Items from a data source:
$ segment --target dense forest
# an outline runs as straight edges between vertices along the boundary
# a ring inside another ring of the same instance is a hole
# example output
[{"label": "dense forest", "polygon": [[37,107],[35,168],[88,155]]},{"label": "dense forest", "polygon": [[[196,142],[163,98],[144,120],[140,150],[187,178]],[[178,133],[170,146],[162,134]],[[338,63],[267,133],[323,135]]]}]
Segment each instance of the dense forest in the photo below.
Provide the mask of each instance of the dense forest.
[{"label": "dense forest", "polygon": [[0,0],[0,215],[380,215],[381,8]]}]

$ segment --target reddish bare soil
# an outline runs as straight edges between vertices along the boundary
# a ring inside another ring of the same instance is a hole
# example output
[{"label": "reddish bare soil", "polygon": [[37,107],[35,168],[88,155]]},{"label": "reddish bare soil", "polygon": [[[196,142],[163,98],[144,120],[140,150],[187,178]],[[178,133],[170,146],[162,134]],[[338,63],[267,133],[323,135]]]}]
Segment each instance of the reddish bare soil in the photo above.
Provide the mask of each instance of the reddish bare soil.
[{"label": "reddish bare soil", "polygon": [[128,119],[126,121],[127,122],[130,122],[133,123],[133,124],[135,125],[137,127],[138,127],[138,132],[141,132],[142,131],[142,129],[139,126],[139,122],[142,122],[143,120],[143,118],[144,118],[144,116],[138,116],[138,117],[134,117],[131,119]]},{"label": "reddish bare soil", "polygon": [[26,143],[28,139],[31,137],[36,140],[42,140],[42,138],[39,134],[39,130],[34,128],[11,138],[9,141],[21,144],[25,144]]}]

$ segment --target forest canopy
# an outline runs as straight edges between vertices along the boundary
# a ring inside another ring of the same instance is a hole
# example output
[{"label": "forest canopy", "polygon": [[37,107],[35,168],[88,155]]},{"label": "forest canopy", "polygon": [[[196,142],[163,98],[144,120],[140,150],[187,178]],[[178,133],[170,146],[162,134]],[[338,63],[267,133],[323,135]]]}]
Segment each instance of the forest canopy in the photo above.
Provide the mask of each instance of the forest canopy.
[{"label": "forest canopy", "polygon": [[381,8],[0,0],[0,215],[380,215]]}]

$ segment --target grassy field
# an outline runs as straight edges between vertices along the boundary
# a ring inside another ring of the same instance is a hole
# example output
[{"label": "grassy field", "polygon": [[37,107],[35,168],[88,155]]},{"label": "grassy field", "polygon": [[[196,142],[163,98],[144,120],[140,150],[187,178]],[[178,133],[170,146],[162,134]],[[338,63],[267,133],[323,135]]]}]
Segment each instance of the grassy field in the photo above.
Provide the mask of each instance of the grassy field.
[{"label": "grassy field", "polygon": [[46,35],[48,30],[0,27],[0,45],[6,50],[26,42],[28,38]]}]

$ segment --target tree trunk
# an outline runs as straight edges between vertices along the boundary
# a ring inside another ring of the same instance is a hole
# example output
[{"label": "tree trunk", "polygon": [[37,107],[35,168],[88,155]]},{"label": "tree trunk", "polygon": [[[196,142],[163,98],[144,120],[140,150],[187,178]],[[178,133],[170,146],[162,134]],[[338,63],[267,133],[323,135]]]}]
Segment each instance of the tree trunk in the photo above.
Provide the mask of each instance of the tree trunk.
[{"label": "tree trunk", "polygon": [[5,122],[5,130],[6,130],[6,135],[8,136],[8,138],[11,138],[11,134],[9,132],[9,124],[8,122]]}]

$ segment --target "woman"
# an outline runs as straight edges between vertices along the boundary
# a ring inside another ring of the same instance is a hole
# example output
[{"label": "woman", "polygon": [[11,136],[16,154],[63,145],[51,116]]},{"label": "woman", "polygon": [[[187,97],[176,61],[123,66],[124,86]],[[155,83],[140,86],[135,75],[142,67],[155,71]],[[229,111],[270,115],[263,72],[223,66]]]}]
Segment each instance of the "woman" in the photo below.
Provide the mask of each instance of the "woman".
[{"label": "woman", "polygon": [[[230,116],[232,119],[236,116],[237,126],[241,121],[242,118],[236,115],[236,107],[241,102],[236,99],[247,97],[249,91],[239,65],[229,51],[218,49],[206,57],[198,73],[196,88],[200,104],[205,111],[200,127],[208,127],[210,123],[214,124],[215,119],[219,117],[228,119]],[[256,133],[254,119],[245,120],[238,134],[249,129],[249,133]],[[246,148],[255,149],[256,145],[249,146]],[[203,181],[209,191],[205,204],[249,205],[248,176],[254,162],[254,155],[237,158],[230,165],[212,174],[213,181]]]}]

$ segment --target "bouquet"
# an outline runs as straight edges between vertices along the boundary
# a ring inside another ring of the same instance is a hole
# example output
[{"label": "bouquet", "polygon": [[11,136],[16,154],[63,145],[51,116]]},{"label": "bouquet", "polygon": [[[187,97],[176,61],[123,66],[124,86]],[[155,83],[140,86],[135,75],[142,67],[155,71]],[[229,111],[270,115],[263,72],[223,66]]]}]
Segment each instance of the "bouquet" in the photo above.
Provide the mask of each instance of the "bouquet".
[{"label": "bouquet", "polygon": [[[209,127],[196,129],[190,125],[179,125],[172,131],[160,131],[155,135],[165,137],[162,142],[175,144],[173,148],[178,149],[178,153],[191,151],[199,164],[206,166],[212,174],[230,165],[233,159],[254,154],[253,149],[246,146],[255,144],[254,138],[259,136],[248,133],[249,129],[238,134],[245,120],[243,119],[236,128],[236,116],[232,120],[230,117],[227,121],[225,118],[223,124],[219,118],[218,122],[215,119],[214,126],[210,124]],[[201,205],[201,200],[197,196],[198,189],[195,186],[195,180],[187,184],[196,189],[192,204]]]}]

Problem description
Format every line of the records above as a JSON list of strings, one string per line, with blank lines omitted.

Task answer
[
  "$ segment --target dense forest",
  "# an outline runs as straight edges between vertices along the boundary",
  "# a ring inside another ring of the same instance is a hole",
  "# example output",
  "[{\"label\": \"dense forest\", \"polygon\": [[37,107],[35,168],[88,155]]},{\"label\": \"dense forest\", \"polygon\": [[[196,142],[163,98],[144,120],[140,150],[187,178]],[[178,133],[170,146],[162,134]],[[338,63],[267,133],[323,135]]]}]",
  "Segment each instance of the dense forest in the photo below.",
  "Provide the mask of each instance of the dense forest.",
  "[{\"label\": \"dense forest\", \"polygon\": [[0,0],[0,215],[380,215],[381,8]]}]",
  "$ segment --target reddish bare soil",
  "# an outline runs as straight edges between vertices along the boundary",
  "# a ring inside another ring of the same instance is a hole",
  "# example output",
  "[{\"label\": \"reddish bare soil\", \"polygon\": [[37,107],[35,168],[88,155]]},{\"label\": \"reddish bare soil\", \"polygon\": [[[196,142],[163,98],[144,120],[140,150],[187,178]],[[178,133],[170,146],[162,134]],[[338,63],[267,133],[323,135]]]}]",
  "Segment each instance of the reddish bare soil in the photo above.",
  "Provide the mask of each instance of the reddish bare soil.",
  "[{\"label\": \"reddish bare soil\", \"polygon\": [[128,119],[126,121],[127,122],[130,122],[133,123],[133,124],[135,125],[137,127],[138,127],[138,132],[141,132],[142,131],[142,129],[139,126],[139,122],[142,122],[143,120],[143,118],[144,118],[144,116],[138,116],[138,117],[134,117],[131,119]]},{\"label\": \"reddish bare soil\", \"polygon\": [[26,143],[28,139],[31,137],[36,140],[42,140],[42,138],[39,134],[39,130],[34,128],[11,138],[9,141],[21,144],[25,144]]}]",
  "$ segment --target forest canopy",
  "# an outline runs as straight edges between vertices along the boundary",
  "# a ring inside another ring of the same instance is a hole",
  "# example output",
  "[{\"label\": \"forest canopy\", \"polygon\": [[37,107],[35,168],[88,155]]},{\"label\": \"forest canopy\", \"polygon\": [[[196,142],[163,98],[144,120],[140,150],[187,178]],[[178,133],[170,146],[162,134]],[[338,63],[267,133],[323,135]]]}]",
  "Segment each instance of the forest canopy in the photo above.",
  "Provide the mask of each instance of the forest canopy.",
  "[{\"label\": \"forest canopy\", \"polygon\": [[381,8],[0,0],[0,215],[380,215]]}]",
  "$ segment --target grassy field",
  "# an outline runs as straight edges between vertices along the boundary",
  "# a ring inside another ring of the same instance is a hole",
  "# example output",
  "[{\"label\": \"grassy field\", \"polygon\": [[37,107],[35,168],[88,155]]},{\"label\": \"grassy field\", \"polygon\": [[[196,142],[163,98],[144,120],[140,150],[187,178]],[[178,133],[170,146],[162,134]],[[338,63],[267,133],[323,135]]]}]",
  "Segment each instance of the grassy field in the photo above.",
  "Provide the mask of each instance of the grassy field.",
  "[{\"label\": \"grassy field\", \"polygon\": [[46,35],[48,30],[0,27],[0,45],[6,50],[26,42],[28,38]]}]",
  "$ segment --target tree trunk",
  "# an outline runs as straight edges between vertices along the boundary",
  "# a ring inside another ring of the same instance is a hole",
  "# example output",
  "[{\"label\": \"tree trunk\", \"polygon\": [[37,107],[35,168],[88,155]]},{\"label\": \"tree trunk\", \"polygon\": [[[196,142],[163,98],[144,120],[140,150],[187,178]],[[178,133],[170,146],[162,134]],[[338,63],[267,133],[323,135]]]}]",
  "Segment each instance of the tree trunk in the photo above.",
  "Provide the mask of each instance of the tree trunk.",
  "[{\"label\": \"tree trunk\", \"polygon\": [[5,122],[5,130],[6,130],[6,135],[8,136],[8,138],[11,138],[11,134],[9,132],[9,124],[8,122]]}]",
  "$ segment --target \"woman\"",
  "# an outline runs as straight edges between vertices along the boundary",
  "# a ring inside another ring of the same instance is a hole",
  "# example output",
  "[{\"label\": \"woman\", \"polygon\": [[11,136],[16,154],[63,145],[51,116]]},{\"label\": \"woman\", \"polygon\": [[[187,97],[176,61],[123,66],[124,86]],[[155,83],[140,86],[135,75],[142,67],[155,71]],[[229,111],[270,115],[263,72],[223,66]]]}]",
  "Segment each instance of the \"woman\" in the photo below.",
  "Provide the mask of each instance of the \"woman\".",
  "[{\"label\": \"woman\", \"polygon\": [[[230,116],[232,119],[236,116],[237,126],[241,121],[242,118],[236,115],[236,107],[241,102],[236,99],[247,97],[249,91],[239,65],[229,51],[218,49],[206,57],[198,73],[196,88],[200,104],[205,111],[200,127],[208,127],[210,123],[214,124],[215,119],[219,117],[228,119]],[[256,133],[254,119],[245,120],[238,134],[249,129],[249,133]],[[246,148],[255,149],[256,145],[249,146]],[[203,181],[209,191],[205,204],[249,205],[248,176],[254,162],[254,155],[237,158],[230,165],[212,174],[213,181]]]}]",
  "$ segment --target \"bouquet\"",
  "# an outline runs as straight edges between vertices along the boundary",
  "# a ring inside another ring of the same instance is a hole",
  "# example output",
  "[{\"label\": \"bouquet\", \"polygon\": [[11,136],[16,154],[63,145],[51,116]]},{\"label\": \"bouquet\", \"polygon\": [[[187,97],[176,61],[123,66],[124,86]],[[155,83],[140,86],[135,75],[142,67],[155,71]],[[229,111],[270,115],[263,72],[223,66]]]}]",
  "Segment each instance of the \"bouquet\" in the photo above.",
  "Provide the mask of each instance of the \"bouquet\".",
  "[{\"label\": \"bouquet\", \"polygon\": [[[209,127],[196,129],[190,125],[179,125],[172,131],[160,131],[155,135],[165,137],[162,142],[175,144],[173,148],[178,149],[178,153],[191,151],[199,164],[206,166],[212,174],[230,165],[233,159],[254,154],[253,149],[246,146],[255,144],[254,138],[259,136],[248,133],[249,129],[238,134],[245,120],[243,119],[236,128],[236,116],[232,120],[230,117],[227,121],[225,118],[223,124],[219,118],[218,122],[215,119],[214,126],[210,124]],[[201,205],[201,200],[197,196],[198,189],[195,186],[195,180],[187,184],[196,189],[192,204]]]}]"
]